[TASKS AND EXERCISES]
(a) Reproduce the passage of the article on serial extractions verbatim, starting at "FULLY GUIDED IMPLANT" and ending at "treat edentulous cases.".
(b) Answer from the article on serial extractions:
(i) What has fully guided implant placement been shown to be?
(ii) For what kind of replacement has a tooth-supported guide traditionally been reserved?
(iii) What name is given to the technique that lets a tooth-supported guide be used in edentulous cases?

[QUOTED PASSAGE]
=== Section Start ===

Serial extractions: Using a tooth-supported surgical guide to treat edentulous dental implant overdenture cases

Original post from :http://www.dentistryiq.com/articles/2017/08/serial-extractions-using-a-tooth-supported-surgical-guide-to-treat-edentulous-dental-implant-overdenture-cases.html?utm_content=buffer88638&utm_medium=social&utm_source=twitter.com&utm_campaign=buffer

 

FULLY GUIDED IMPLANT PLACEMENT has been shown to be an efficient and predictable way to place dental implants. (1) While there are numerous options for fabricating a surgical guide, a tooth-supported 3-D printed guide based on an optical and a CBCT scan is the most accurate and cost-effective method. Traditionally, a tooth-supported guide has been reserved for single-tooth dental implant replacements, while edentulous cases require a less accurate tissue-supported guide or a tedious or expensive bone-supported guide. However, with a technique we call serial extractions, a tooth-supported guide can be used to treat edentulous cases.

=== Section End ===

[DATA TO EXAMINE]

=== Section Start ===

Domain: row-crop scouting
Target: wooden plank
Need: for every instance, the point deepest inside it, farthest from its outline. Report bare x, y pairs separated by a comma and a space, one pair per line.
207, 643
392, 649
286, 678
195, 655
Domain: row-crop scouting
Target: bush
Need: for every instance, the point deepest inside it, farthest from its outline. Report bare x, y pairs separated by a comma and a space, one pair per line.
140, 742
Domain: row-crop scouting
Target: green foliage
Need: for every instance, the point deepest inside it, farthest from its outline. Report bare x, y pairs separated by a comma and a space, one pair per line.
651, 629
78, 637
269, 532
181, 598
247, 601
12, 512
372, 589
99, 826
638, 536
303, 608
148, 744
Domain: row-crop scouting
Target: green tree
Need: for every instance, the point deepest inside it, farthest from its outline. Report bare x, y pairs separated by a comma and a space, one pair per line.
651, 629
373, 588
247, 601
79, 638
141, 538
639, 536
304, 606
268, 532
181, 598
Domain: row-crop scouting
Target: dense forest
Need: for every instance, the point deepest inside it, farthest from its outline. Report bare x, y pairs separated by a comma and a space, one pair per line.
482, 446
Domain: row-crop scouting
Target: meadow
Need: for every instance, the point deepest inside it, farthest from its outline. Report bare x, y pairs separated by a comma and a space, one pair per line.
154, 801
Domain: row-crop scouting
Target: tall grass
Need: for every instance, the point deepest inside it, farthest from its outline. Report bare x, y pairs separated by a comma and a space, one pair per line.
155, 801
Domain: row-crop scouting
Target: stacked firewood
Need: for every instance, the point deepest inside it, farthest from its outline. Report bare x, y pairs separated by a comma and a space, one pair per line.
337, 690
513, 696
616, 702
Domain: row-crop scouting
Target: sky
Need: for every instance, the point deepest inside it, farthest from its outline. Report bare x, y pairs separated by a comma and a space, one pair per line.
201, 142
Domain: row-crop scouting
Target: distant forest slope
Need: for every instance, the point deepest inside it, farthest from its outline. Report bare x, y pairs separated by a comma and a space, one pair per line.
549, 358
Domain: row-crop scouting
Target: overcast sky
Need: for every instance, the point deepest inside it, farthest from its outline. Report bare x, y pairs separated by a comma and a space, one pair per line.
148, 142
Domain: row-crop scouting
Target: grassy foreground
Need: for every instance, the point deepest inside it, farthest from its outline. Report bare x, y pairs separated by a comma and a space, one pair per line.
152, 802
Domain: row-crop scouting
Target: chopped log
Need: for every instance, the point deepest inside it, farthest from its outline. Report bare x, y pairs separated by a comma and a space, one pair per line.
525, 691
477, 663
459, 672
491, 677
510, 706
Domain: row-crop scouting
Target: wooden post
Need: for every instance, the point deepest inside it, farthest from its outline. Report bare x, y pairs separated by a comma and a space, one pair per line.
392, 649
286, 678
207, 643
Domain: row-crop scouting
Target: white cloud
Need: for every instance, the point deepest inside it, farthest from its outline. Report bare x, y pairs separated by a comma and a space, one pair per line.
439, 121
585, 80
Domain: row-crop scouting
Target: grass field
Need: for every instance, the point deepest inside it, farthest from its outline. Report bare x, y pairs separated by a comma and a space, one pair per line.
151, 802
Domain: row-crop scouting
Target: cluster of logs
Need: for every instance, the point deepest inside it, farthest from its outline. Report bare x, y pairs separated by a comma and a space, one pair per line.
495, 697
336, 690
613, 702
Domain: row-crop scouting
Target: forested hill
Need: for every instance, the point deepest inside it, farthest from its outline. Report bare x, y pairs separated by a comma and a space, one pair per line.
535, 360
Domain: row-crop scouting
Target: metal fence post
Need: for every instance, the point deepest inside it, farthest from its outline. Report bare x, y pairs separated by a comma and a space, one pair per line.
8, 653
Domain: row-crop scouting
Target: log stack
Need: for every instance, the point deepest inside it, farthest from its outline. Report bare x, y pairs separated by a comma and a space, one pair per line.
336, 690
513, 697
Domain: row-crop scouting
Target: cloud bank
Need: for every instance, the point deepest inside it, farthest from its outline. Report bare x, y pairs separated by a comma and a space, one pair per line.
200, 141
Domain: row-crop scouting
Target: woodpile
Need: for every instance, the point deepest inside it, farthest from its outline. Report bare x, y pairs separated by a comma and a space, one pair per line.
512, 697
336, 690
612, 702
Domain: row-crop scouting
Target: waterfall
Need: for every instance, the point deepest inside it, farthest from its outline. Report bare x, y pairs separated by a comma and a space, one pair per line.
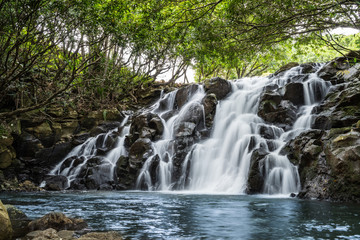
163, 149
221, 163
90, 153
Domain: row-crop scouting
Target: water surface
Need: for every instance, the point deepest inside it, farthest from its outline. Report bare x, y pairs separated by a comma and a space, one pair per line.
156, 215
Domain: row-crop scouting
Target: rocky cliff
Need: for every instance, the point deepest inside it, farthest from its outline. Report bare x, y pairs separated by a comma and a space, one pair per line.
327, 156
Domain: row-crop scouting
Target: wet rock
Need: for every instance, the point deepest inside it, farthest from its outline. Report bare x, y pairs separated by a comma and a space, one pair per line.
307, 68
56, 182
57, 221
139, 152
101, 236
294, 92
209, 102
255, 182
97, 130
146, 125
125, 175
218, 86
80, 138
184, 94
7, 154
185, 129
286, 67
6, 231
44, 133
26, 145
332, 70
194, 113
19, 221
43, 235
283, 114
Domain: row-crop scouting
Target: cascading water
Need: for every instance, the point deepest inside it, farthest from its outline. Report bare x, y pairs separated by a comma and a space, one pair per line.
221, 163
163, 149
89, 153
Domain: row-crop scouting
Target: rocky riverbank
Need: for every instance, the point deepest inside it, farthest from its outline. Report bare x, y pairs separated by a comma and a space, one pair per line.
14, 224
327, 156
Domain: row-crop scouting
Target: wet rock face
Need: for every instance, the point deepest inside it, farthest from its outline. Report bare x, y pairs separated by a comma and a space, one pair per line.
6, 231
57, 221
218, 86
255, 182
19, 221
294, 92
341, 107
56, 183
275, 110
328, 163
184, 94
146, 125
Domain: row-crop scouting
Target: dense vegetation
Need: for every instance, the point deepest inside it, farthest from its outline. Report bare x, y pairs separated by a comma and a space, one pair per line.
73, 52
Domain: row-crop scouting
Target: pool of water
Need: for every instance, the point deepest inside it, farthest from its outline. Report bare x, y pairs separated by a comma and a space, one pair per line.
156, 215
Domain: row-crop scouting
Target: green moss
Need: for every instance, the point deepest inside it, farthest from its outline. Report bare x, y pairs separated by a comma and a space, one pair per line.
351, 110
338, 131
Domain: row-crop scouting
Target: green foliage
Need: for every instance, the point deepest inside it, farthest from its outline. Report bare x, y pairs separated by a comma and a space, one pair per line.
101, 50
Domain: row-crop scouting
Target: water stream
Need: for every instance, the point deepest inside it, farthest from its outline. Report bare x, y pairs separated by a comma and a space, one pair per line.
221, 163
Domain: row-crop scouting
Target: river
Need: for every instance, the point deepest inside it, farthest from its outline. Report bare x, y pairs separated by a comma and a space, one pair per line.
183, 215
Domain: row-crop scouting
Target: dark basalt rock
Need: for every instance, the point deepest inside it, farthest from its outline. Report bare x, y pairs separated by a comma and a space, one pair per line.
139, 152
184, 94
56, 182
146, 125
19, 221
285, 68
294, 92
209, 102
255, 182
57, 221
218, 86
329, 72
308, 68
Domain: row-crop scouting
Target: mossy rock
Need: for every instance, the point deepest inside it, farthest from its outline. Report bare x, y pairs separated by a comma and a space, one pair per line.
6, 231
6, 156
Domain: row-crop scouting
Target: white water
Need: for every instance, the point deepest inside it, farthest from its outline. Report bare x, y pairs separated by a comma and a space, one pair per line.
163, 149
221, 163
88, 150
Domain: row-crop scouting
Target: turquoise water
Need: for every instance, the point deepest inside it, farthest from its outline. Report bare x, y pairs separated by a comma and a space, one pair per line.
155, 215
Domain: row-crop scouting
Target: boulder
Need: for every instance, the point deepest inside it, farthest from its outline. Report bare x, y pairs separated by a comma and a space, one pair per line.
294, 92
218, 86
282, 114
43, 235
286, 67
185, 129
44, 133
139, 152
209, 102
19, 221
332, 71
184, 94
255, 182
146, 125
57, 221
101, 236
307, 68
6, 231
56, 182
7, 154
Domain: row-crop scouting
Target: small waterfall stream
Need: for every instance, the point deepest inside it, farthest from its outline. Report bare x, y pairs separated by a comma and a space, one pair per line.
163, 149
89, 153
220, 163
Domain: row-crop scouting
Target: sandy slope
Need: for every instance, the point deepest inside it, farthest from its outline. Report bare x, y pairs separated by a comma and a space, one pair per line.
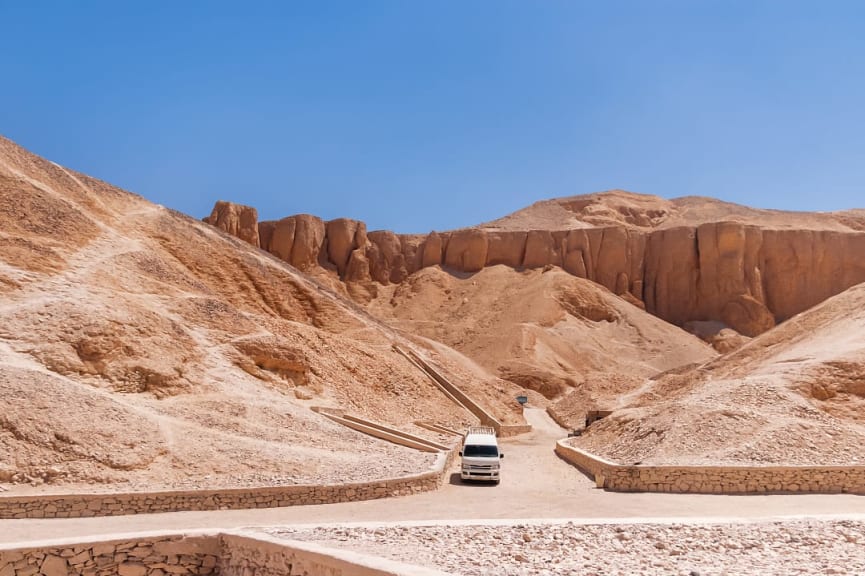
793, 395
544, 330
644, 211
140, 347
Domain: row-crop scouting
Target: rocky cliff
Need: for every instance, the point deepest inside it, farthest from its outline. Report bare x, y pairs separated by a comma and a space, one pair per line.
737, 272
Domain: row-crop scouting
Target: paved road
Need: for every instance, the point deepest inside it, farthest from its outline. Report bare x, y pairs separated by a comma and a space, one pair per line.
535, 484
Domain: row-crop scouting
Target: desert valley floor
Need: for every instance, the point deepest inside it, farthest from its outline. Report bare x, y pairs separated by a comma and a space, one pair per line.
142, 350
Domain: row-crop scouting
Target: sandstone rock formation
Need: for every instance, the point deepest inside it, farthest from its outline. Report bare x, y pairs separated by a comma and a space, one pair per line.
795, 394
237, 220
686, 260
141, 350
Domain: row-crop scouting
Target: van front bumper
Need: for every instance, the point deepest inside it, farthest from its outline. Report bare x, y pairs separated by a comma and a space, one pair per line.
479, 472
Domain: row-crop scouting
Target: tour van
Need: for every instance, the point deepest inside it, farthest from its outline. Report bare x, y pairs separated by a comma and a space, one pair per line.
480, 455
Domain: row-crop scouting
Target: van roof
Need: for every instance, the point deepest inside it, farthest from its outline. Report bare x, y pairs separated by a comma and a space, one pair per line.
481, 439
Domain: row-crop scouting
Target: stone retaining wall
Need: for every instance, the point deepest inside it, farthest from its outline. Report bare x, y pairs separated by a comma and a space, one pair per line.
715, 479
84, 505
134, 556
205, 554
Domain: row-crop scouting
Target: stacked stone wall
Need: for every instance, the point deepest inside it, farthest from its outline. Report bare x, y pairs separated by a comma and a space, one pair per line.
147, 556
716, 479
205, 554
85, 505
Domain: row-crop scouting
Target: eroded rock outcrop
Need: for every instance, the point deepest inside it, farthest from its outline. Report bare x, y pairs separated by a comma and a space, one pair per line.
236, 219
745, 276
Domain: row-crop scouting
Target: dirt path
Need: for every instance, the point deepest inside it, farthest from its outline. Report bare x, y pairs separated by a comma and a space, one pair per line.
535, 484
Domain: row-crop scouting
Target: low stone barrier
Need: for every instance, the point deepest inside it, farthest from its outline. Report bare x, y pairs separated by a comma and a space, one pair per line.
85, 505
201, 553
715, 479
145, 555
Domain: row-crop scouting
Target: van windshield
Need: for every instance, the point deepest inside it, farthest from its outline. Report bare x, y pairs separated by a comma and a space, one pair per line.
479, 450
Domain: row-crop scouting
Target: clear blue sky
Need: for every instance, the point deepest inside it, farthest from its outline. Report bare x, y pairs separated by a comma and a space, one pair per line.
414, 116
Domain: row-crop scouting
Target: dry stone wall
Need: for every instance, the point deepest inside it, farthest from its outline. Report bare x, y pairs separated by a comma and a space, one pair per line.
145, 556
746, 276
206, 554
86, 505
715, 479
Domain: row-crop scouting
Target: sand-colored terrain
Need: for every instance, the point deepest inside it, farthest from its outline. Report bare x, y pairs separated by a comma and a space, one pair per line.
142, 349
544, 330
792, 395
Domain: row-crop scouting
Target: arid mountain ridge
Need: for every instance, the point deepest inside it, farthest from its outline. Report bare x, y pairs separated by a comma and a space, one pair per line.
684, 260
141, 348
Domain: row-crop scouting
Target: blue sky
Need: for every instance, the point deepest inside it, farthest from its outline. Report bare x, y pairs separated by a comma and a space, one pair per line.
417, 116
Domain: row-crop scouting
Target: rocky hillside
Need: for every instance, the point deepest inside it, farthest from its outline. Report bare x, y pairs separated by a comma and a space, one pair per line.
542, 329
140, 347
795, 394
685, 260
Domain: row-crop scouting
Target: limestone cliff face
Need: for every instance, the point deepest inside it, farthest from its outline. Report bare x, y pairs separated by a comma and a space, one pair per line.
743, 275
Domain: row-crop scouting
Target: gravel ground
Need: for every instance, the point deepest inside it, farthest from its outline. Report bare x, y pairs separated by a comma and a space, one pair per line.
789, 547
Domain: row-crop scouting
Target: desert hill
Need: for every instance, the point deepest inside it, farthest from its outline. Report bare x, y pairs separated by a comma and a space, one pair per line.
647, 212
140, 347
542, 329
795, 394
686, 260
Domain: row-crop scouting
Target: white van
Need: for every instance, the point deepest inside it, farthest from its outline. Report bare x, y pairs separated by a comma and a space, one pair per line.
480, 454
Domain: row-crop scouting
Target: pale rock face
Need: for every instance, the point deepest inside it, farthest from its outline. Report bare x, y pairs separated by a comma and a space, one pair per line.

=== Section End ===

[TASK SOLUTIONS]
(a)
FULLY GUIDED IMPLANT PLACEMENT has been shown to be an efficient and predictable way to place dental implants. (1) While there are numerous options for fabricating a surgical guide, a tooth-supported 3-D printed guide based on an optical and a CBCT scan is the most accurate and cost-effective method. Traditionally, a tooth-supported guide has been reserved for single-tooth dental implant replacements, while edentulous cases require a less accurate tissue-supported guide or a tedious or expensive bone-supported guide. However, with a technique we call serial extractions, a tooth-supported guide can be used to treat edentulous cases.

(b)
(i) An efficient and predictable way to place dental implants.
(ii) Single-tooth dental implant replacements.
(iii) Serial extractions.